(PAGE TEXT)
------------

The Building is Part of the Healing Process

By Daniel Barchi, CIO, New York-Presbyterian

Nationally, healthcare is increasingly delivered in an outpatient environment. Knee replacements, chemotherapy, and interventional radiology that require hospitalization are now done in a single day. In 2012, the leadership and Trustees of NewYork-Presbyterian recognized this trend and the need for a world-class ambulatory healthcare facility in New York City. In May 2018, when the 750,000-square-foot David H. Koch Center opens on East 68th Street in Manhattan, that vision will be realized.

Traditionally, clinical buildings have been more of a place for physicians and nurses to deliver care. The David H. Koch Center both provides that space for care and is part of the healing process itself. The experience starts long before the patient arrives at the center, as NewYork-Presbyterian and Weill Cornell Medicine physicians have created an electronic process to prepare patients for their care. Patients have the flexibility to complete their pertinent paper work remotely via the NYP app, a patient portal or dedicated patient ambassadors. This process guarantees that maximum attention is paid to the patient’s clinical needs at the time of the visit. The pre-surgical anesthesia screening, which today requires a visit to see an anesthesiologist a week before the procedure, can now be done from home via a five-minute video visit on the patient’s mobile phone via the NYP App.

------------

(DATA PROVIDED)
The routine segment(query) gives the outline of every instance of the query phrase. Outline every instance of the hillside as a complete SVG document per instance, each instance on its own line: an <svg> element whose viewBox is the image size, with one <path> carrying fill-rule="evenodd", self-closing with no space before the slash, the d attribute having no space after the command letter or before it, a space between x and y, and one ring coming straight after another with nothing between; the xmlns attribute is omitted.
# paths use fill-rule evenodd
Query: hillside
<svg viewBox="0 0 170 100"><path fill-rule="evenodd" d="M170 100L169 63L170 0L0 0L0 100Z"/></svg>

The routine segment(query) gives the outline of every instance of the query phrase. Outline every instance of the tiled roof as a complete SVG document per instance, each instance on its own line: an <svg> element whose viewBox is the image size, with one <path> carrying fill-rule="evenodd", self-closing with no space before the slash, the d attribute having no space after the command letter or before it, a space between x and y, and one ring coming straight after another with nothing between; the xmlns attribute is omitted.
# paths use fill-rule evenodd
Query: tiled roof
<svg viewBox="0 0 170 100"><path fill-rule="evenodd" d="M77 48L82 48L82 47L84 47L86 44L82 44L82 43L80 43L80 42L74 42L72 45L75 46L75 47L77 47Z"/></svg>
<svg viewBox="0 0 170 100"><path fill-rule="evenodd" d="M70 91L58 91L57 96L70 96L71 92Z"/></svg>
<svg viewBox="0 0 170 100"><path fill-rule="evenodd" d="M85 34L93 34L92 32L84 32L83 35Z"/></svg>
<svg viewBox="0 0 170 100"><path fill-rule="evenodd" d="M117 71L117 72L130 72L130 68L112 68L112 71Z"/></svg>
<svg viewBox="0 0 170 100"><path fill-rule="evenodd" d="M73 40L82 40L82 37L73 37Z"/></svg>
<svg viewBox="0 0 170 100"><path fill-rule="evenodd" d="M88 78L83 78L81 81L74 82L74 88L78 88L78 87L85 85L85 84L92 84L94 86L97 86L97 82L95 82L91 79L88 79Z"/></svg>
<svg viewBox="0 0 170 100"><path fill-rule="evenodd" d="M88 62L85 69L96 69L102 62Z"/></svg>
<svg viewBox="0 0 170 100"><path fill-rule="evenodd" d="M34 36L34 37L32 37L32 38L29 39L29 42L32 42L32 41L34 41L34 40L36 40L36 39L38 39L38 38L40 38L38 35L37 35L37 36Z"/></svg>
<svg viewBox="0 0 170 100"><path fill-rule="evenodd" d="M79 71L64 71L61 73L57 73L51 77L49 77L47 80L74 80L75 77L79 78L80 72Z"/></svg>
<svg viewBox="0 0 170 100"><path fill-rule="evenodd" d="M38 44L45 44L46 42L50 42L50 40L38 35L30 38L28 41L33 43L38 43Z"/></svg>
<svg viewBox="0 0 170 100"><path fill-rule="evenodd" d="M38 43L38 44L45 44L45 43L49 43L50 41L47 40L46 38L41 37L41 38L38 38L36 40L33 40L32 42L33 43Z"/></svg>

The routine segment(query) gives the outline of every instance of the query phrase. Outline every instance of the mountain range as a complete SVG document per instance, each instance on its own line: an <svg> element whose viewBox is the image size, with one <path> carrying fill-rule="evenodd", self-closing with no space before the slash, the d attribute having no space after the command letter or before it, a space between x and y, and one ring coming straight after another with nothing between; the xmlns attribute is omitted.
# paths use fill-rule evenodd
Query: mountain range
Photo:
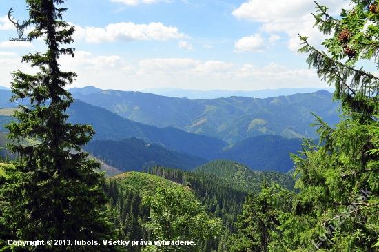
<svg viewBox="0 0 379 252"><path fill-rule="evenodd" d="M209 100L90 86L71 91L76 99L67 111L68 122L91 124L96 133L84 149L122 171L154 164L190 171L209 161L229 159L256 171L287 173L294 166L289 153L301 148L300 137L316 136L308 126L313 122L309 112L329 123L338 120L339 104L330 101L331 94L326 90ZM0 95L10 92L0 90ZM12 120L12 111L0 110L0 124ZM159 127L149 125L154 124ZM5 131L2 125L0 130Z"/></svg>
<svg viewBox="0 0 379 252"><path fill-rule="evenodd" d="M76 95L73 95L74 97ZM265 99L230 97L190 100L140 92L104 90L77 99L124 118L158 128L214 137L229 144L262 135L316 137L313 112L330 124L338 122L338 103L319 90Z"/></svg>
<svg viewBox="0 0 379 252"><path fill-rule="evenodd" d="M308 93L319 90L320 88L278 88L278 89L263 89L254 91L242 91L242 90L198 90L194 89L182 89L173 88L148 88L139 90L142 93L150 93L163 96L169 96L171 97L188 98L190 99L216 99L221 97L229 97L231 96L243 96L251 98L268 98L280 95L291 95L296 93ZM334 92L334 88L324 88L329 92ZM124 90L132 91L132 90ZM132 90L134 91L134 90Z"/></svg>

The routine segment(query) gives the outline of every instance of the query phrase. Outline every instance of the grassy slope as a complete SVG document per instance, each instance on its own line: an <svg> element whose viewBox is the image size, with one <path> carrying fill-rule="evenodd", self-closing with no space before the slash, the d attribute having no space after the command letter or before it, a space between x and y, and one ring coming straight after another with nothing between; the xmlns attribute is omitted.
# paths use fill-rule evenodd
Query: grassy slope
<svg viewBox="0 0 379 252"><path fill-rule="evenodd" d="M124 173L111 179L121 182L124 188L139 189L147 193L154 193L159 186L183 186L164 178L137 171Z"/></svg>

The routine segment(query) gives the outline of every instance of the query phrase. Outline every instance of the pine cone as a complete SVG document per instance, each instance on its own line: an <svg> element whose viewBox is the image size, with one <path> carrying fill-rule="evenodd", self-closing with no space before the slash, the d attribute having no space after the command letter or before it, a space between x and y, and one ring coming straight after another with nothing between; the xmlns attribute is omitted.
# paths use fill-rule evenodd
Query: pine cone
<svg viewBox="0 0 379 252"><path fill-rule="evenodd" d="M353 48L349 48L349 46L347 46L343 52L349 57L354 57L356 55L356 50Z"/></svg>
<svg viewBox="0 0 379 252"><path fill-rule="evenodd" d="M371 6L369 6L369 10L371 13L377 14L378 11L379 10L378 10L378 4L374 3L374 4L371 4Z"/></svg>
<svg viewBox="0 0 379 252"><path fill-rule="evenodd" d="M351 32L345 28L343 29L341 33L339 34L338 40L340 41L340 43L345 43L349 42L350 37L351 37Z"/></svg>

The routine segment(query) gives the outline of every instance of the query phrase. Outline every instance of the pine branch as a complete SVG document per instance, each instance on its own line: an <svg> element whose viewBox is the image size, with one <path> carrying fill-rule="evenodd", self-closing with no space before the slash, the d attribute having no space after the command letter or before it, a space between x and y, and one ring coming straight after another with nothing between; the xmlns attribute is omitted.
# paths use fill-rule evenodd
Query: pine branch
<svg viewBox="0 0 379 252"><path fill-rule="evenodd" d="M353 81L356 82L356 84L358 84L358 81L360 81L361 84L368 84L369 82L371 82L371 80L375 80L376 81L379 81L379 77L364 71L362 68L358 70L351 66L346 66L340 61L333 59L330 57L327 56L324 52L316 50L314 47L309 45L307 41L307 38L306 37L303 37L300 35L298 37L303 41L302 44L305 44L305 46L299 49L298 52L308 52L311 51L308 59L307 60L309 64L309 68L311 65L313 65L314 68L317 68L317 74L318 77L322 77L324 79L327 79L327 75L328 75L328 82L329 84L334 79L338 79L341 81L342 84L346 87L346 88L347 88L353 95L355 95L356 92L354 88L349 86L345 81L345 79L349 76L354 75L351 79L351 86L354 86L354 83L353 83ZM322 59L320 58L322 58ZM322 68L321 68L321 67L322 67ZM348 71L354 72L354 75L349 73ZM338 74L336 75L336 72ZM344 75L346 75L346 78L342 77ZM377 86L378 85L376 86Z"/></svg>

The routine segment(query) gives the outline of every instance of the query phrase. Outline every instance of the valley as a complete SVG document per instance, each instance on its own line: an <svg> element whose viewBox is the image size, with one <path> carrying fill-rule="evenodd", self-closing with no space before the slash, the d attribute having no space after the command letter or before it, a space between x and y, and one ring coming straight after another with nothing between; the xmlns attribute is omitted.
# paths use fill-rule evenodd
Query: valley
<svg viewBox="0 0 379 252"><path fill-rule="evenodd" d="M1 90L0 94L8 92ZM93 87L75 88L73 93L77 99L67 112L68 122L90 124L96 132L83 149L101 160L103 166L120 172L141 171L154 165L191 171L209 161L227 159L254 171L286 173L294 166L289 153L300 150L302 137L316 135L311 133L316 128L308 126L314 117L310 112L318 112L331 123L338 119L331 113L338 104L331 102L331 94L323 90L265 99L210 100ZM158 105L159 111L153 111ZM130 107L145 112L136 117L135 110L127 109ZM3 124L12 119L12 111L0 110L0 130L4 131Z"/></svg>

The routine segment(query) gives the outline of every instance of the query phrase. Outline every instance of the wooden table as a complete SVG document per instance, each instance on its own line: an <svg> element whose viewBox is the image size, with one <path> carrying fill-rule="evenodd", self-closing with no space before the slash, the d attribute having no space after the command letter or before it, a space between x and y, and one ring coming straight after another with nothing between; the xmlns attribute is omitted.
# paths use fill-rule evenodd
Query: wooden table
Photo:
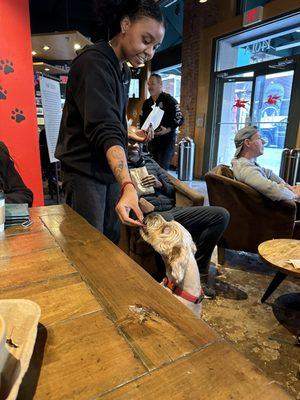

------------

(WORK TO COMPLETE)
Please write what comes next in the article on the David H. Koch Center, picking up after its final sentence. The listing is separate material and has no connection to the article on the David H. Koch Center.

(RESULT FOR THIS EXERCISE)
On the day of the procedure, patients who have downloaded the NYP App will be able to navigate from their home to the specific office or room number in the building. When the patients arrive at the building, patient ambassadors will guide them through getting their wireless wristbands to their appropriate floor. Those patients who still need to complete their registration will have an option of working with a tablet-equipped staff member or on one of the welcome kiosks.

Family members and other visitors will receive bands as well for identification and access. Knowing the location of patients, staff and visitors in all of the public spaces of the building will both make access safer, eliminate the need for large central waiting areas and allow patients and families to enjoy the café on the second floor during their visit. The café itself will be an experience different than other healthcare environments. Run by Restaurant Associates, it will feature fresh meals thoughtfully prepared to satisfy and enhance wellbeing.

The building is also home to Integrative Health and Wellbeing at NewYork-Presbyterian, in collaboration with Weill Cornell Medicine. This program strives to help patients, their families and physicians complement the best in medical and surgical care with the most coherent and effective methods of promoting self-care and self-healing for preventing and managing acute and chronic diseases. The center applies newly discovered principles of nutrition, psychologic care, mind-body therapies such as meditation and breathwork, and physical practices such as acupuncture and massage therapy to the medical setting.

As patients approach their appointment, they may not notice the technology and building design that is making their visit run smoothly. With a unified patient schedule throughout the David H. Koch Center, the building’s ability to sense patient location, and a layout that allows patients to go straight from the elevator to their exam or procedure preparation room, there is no need for large waiting areas. Furthermore, the procedure preparation rooms are designed to be a comfortable place for families to wait and for the patient to recover post-procedure.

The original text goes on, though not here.